Named-object pointing records
⁂

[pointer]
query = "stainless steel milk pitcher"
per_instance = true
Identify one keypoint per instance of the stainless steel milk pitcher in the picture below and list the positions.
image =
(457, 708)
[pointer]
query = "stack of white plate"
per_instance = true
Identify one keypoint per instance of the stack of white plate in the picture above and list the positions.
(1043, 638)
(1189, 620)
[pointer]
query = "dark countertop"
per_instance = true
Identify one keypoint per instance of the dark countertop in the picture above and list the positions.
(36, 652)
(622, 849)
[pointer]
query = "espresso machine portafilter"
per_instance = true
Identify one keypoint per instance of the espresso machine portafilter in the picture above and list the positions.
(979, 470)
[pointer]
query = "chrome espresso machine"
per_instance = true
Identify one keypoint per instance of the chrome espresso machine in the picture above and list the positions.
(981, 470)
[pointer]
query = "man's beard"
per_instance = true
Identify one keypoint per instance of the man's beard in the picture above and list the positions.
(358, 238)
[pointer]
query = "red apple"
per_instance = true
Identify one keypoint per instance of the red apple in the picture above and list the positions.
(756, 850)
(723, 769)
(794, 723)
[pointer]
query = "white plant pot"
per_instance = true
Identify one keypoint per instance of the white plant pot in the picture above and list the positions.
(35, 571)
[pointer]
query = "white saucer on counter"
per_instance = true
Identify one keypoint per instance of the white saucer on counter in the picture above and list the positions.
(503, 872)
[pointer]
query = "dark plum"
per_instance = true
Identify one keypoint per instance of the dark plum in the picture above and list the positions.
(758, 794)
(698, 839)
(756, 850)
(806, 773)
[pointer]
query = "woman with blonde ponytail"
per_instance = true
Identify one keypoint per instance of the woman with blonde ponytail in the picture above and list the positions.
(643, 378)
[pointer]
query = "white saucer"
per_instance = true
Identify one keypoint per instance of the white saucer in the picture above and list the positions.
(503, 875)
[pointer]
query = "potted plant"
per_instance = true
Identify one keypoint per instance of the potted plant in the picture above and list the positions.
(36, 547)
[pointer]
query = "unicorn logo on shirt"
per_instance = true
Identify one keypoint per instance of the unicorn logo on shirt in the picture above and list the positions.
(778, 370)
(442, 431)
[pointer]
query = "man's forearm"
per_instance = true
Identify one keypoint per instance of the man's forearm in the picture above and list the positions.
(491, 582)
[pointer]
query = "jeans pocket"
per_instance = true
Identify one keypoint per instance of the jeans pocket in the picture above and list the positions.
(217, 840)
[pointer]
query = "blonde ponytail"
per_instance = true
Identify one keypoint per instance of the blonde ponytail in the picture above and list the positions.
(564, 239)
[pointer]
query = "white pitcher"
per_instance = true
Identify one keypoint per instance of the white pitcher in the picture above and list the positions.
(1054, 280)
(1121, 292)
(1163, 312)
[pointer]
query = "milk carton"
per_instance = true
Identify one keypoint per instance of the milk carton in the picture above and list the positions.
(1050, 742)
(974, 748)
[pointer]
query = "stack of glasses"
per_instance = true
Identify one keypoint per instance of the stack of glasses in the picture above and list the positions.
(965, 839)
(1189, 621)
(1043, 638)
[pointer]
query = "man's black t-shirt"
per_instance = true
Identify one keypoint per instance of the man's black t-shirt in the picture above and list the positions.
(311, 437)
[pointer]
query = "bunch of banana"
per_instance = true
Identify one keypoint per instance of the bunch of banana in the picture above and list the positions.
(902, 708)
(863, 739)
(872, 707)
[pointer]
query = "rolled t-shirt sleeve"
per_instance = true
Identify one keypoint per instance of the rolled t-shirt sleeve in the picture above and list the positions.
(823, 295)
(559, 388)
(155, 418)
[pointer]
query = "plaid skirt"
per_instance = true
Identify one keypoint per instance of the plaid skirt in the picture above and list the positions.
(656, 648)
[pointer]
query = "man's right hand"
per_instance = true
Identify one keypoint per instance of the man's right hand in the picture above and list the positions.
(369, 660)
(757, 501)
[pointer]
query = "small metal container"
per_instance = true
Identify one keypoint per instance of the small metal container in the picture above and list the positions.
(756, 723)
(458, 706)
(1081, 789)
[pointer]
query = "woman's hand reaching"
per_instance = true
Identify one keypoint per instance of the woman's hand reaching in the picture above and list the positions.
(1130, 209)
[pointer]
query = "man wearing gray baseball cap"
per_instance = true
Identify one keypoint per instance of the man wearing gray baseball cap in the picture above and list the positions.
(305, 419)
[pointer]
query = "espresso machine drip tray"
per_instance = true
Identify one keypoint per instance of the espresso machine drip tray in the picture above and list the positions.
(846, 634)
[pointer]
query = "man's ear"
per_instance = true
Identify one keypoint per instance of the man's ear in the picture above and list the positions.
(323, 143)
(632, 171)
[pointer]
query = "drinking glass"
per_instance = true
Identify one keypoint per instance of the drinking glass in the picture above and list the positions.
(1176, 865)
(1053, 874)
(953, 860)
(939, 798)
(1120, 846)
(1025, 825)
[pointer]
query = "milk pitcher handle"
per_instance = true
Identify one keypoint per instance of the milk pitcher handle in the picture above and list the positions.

⁂

[Exercise aim] Please count the lines above that contain the word "dark". Reply with the number alone.

[Solved problem] 4